● **Problem requirements**: Please copy the records exactly as they appear, with all pictures left out.

***** Exercise input *****

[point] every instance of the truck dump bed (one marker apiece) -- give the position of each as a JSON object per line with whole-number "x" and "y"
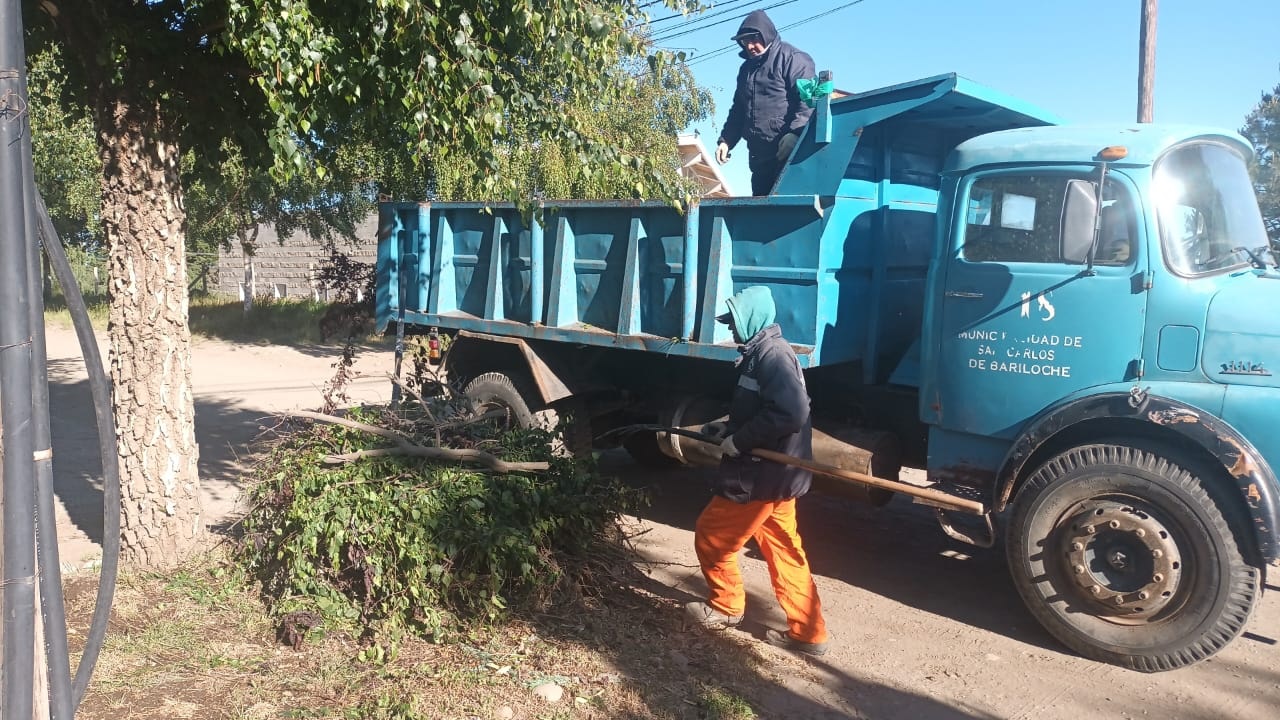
{"x": 844, "y": 244}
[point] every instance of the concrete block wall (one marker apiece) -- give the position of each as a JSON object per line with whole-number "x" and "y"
{"x": 287, "y": 269}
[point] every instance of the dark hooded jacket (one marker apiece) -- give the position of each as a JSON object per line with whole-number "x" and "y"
{"x": 766, "y": 103}
{"x": 769, "y": 408}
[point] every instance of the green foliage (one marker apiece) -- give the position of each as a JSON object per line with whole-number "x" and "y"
{"x": 278, "y": 320}
{"x": 644, "y": 123}
{"x": 402, "y": 543}
{"x": 1262, "y": 128}
{"x": 451, "y": 77}
{"x": 720, "y": 703}
{"x": 68, "y": 169}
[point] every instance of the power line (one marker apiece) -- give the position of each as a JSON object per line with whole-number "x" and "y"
{"x": 672, "y": 35}
{"x": 714, "y": 10}
{"x": 725, "y": 49}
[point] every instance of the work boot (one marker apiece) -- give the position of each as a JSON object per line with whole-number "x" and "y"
{"x": 785, "y": 641}
{"x": 709, "y": 618}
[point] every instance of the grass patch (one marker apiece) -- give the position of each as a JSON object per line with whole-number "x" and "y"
{"x": 200, "y": 643}
{"x": 58, "y": 314}
{"x": 278, "y": 322}
{"x": 269, "y": 322}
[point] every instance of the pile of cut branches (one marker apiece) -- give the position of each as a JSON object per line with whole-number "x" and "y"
{"x": 424, "y": 516}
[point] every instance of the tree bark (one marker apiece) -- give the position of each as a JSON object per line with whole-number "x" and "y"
{"x": 1147, "y": 60}
{"x": 150, "y": 340}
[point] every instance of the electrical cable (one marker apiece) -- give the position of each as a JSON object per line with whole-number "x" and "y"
{"x": 53, "y": 604}
{"x": 720, "y": 51}
{"x": 672, "y": 35}
{"x": 714, "y": 10}
{"x": 109, "y": 451}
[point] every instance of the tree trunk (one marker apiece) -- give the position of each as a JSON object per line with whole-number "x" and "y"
{"x": 150, "y": 356}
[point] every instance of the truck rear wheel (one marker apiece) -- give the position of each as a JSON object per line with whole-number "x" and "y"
{"x": 1125, "y": 557}
{"x": 497, "y": 392}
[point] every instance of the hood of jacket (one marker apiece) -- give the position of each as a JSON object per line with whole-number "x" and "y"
{"x": 757, "y": 21}
{"x": 753, "y": 310}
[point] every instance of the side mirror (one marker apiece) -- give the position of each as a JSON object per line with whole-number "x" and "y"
{"x": 1079, "y": 219}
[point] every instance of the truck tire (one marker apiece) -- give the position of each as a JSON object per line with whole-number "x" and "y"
{"x": 1124, "y": 556}
{"x": 497, "y": 391}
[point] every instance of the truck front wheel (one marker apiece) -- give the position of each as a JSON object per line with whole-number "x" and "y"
{"x": 1125, "y": 557}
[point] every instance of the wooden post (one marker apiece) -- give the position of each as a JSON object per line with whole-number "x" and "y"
{"x": 1147, "y": 60}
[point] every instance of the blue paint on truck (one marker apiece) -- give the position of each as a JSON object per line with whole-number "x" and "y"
{"x": 1070, "y": 322}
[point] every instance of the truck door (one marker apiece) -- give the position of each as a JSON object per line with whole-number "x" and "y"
{"x": 1023, "y": 326}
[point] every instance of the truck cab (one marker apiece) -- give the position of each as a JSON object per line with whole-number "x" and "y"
{"x": 1098, "y": 347}
{"x": 1070, "y": 328}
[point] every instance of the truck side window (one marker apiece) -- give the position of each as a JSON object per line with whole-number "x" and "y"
{"x": 1016, "y": 218}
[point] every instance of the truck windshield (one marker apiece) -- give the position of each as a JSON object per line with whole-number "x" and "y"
{"x": 1206, "y": 209}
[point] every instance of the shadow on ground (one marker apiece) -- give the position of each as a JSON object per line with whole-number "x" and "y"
{"x": 895, "y": 551}
{"x": 223, "y": 433}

*****

● **Solution for this problem**:
[point] every instance of the truck dump bed (one marker apiece) -- give the position of each as a JSON object per line with whole-number "x" and "y"
{"x": 844, "y": 244}
[point] every instance of the concrete block wall (one marker apiece) -- give the position of each as a JSON object per line with whole-number "x" and "y"
{"x": 287, "y": 269}
[point] every instance of the dark hooded jacket (one marker apiece) -- give the position of each as a JSON object per line with whole-number "x" and "y"
{"x": 766, "y": 103}
{"x": 769, "y": 408}
[point] every instance of the green foliage (one marker apiece) -- give the position of each as a JSON object per line with whole-number "x" and "y"
{"x": 278, "y": 320}
{"x": 644, "y": 123}
{"x": 402, "y": 543}
{"x": 1262, "y": 128}
{"x": 451, "y": 77}
{"x": 720, "y": 703}
{"x": 68, "y": 169}
[point] every instance of the power line (one marker apiece) -- give the position of each as a JSON object per line with whole-number "x" and "y"
{"x": 672, "y": 35}
{"x": 714, "y": 10}
{"x": 725, "y": 49}
[point] every instance of the work boot (one marker apiece) -- give the position of each as a JSON object per line with whole-number "x" and "y"
{"x": 785, "y": 641}
{"x": 709, "y": 618}
[point] every instance of the grass patch (one marker apiece) -- give the position of each as a JSON object per line with whole-number "x" and "y"
{"x": 200, "y": 643}
{"x": 58, "y": 314}
{"x": 278, "y": 322}
{"x": 269, "y": 322}
[point] every instance of the pile of cut branches (one marker apiece) -- give the position of each as a JSON object per line with whole-number "x" and "y"
{"x": 424, "y": 516}
[point] every instance of the tree bark (one marker apiece) -- give the position of each as a JSON object per line with whole-number "x" and "y"
{"x": 1147, "y": 60}
{"x": 150, "y": 340}
[point] every instance of the electrical cable (one marker apiece) -- give the position of each as a JSON object per line with whole-number "x" and "y"
{"x": 53, "y": 604}
{"x": 720, "y": 51}
{"x": 672, "y": 35}
{"x": 714, "y": 10}
{"x": 109, "y": 451}
[point] every instance of the tree trunk (one marker apiece) -- give the position of each as a JSON object per line with whole-number "x" and "y"
{"x": 150, "y": 356}
[point] every instance of the truck rear wheel (one marker apiece) -- give the position of each as a JSON object per line with whole-number "x" and "y"
{"x": 1125, "y": 557}
{"x": 497, "y": 392}
[point] every instance of the hood of jacket (one marker apiece) -- give the position of each as a JSON object per line with whole-number "x" and "y"
{"x": 757, "y": 21}
{"x": 753, "y": 310}
[point] every instance of the side mirror (one marker apiece) -- give the position of each as a JSON object per line with whole-number "x" and "y"
{"x": 1079, "y": 219}
[point] every instance of the truck tire (one marker apiece) -- give the position of each as a JSON object per line with whole-number "x" and "y"
{"x": 1124, "y": 556}
{"x": 497, "y": 391}
[point] every instance of the truck front wheel (one marker apiece) -- give the position of each as a JSON object per line with whole-number "x" and "y"
{"x": 1125, "y": 557}
[point] every instance of the wooden post (one marker apiece) -- give the position of each as a JSON object per line with whole-number "x" and "y"
{"x": 1147, "y": 60}
[point] every instance of the blue paint on truck (one marker apiece) -- give the position of each as a JSON object per line with whole-number "x" and "y"
{"x": 1070, "y": 322}
[point] every instance of the truck door (one marker apiece) -- give the position of each as a JSON object per line with whole-number "x" and "y"
{"x": 1023, "y": 326}
[point] every instance of the truck cab (one marker apiece) -- give the position of each as a JSON object per line with whole-number "x" and "y"
{"x": 1098, "y": 347}
{"x": 1070, "y": 328}
[point] every instance of the truck side window (one marker apiece) -- give the position of each as a JSON object per line with whole-number "x" and "y"
{"x": 1016, "y": 218}
[point] every instance of the truck windshield (one marker apiece) -- give the position of each as a JSON object per line with whole-number "x" and "y"
{"x": 1206, "y": 209}
[point] every instance of the shadow on ground (one marker apiece) -- give the position of each as a JSON object per line with whole-number "x" and "y"
{"x": 895, "y": 551}
{"x": 223, "y": 433}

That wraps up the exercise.